Location identification items:

- - - -

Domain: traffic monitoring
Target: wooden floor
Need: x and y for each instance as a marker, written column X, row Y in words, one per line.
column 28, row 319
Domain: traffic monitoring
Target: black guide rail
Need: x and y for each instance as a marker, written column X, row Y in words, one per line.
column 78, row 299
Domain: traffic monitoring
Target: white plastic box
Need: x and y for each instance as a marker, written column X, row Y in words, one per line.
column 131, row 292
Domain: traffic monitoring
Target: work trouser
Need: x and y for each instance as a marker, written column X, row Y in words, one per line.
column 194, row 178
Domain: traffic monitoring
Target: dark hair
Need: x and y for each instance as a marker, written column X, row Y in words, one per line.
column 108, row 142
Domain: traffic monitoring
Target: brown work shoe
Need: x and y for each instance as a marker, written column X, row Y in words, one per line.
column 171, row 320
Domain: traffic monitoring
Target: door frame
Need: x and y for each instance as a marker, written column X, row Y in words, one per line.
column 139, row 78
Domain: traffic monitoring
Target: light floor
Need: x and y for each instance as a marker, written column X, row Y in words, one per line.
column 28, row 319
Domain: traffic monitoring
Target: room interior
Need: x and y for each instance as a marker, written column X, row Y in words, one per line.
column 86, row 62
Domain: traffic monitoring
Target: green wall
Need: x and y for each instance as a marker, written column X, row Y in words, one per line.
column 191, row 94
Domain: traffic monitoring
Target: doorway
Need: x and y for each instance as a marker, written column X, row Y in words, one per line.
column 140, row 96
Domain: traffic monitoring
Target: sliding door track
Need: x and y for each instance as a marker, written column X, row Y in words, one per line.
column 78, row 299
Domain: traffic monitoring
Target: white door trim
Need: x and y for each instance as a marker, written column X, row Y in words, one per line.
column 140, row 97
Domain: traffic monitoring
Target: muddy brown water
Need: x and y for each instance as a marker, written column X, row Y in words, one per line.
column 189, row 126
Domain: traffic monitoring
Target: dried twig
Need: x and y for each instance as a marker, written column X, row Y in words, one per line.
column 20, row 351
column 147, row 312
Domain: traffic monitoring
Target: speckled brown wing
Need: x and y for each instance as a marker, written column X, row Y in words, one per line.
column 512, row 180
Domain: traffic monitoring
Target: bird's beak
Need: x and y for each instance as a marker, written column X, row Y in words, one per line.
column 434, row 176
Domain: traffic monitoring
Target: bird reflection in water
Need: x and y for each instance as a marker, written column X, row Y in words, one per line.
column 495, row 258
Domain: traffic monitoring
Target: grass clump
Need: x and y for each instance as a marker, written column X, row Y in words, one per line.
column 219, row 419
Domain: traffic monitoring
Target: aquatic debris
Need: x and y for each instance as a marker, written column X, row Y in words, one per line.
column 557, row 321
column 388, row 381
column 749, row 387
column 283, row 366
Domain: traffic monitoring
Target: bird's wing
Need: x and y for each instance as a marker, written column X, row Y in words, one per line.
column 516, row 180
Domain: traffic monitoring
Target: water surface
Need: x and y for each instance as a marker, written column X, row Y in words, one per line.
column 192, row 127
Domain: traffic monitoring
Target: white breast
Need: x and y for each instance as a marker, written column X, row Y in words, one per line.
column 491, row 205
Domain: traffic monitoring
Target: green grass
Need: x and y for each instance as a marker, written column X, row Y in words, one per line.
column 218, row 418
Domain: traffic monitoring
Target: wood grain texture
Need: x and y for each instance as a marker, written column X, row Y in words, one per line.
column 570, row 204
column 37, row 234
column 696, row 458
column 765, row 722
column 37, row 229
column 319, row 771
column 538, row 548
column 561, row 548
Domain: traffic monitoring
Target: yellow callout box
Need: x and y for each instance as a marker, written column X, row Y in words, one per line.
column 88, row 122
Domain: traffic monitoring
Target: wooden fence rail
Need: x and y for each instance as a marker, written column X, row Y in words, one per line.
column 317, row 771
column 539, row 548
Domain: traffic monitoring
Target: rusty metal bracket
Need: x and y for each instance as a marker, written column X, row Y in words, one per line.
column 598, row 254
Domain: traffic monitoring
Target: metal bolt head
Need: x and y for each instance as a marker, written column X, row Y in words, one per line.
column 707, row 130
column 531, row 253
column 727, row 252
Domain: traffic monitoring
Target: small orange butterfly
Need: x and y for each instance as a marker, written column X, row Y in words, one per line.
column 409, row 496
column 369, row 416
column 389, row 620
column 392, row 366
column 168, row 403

- - - -

WHAT THE TASK REQUIRES:
Return the rows above word for word, from the very first line down to and including the line that holds "column 140, row 96".

OUTPUT BELOW:
Domain: traffic monitoring
Target: wooden floor
Need: x and y for each instance as a marker, written column X, row Y in words, one per line.
column 28, row 319
Domain: traffic monitoring
Target: black guide rail
Need: x and y for each instance as a marker, written column X, row Y in words, one per line.
column 78, row 299
Domain: traffic monitoring
Target: white plastic box
Need: x and y for each instance as a marker, written column X, row Y in words, one per line.
column 131, row 292
Domain: traffic monitoring
Target: work trouser
Need: x and y for each instance as a marker, written column X, row Y in words, one per line.
column 194, row 178
Domain: traffic monitoring
Target: dark hair
Need: x and y for each instance as a marker, written column X, row Y in words, one per line.
column 108, row 142
Domain: traffic monitoring
Target: brown work shoe
Need: x and y for each instance as a marker, written column X, row Y in words, one per line.
column 171, row 320
Domain: traffic monitoring
Target: door frame
Need: x and y for each instance as a marker, written column X, row Y in words, one per line.
column 139, row 78
Domain: traffic monitoring
Target: light floor
Need: x and y for each instance as a marker, written column X, row Y in words, one per line.
column 28, row 319
Domain: traffic monitoring
Target: room interior
Need: x and y for each instance as a marker, written column X, row Y in words, one per line.
column 86, row 62
Domain: traffic monitoring
Target: green wall
Need: x and y for each instance as a marker, written column X, row Y in words, one per line.
column 191, row 94
Domain: traffic monitoring
Target: doorway
Need: x and y for each instance as a marker, written column X, row Y in words, one per line.
column 140, row 96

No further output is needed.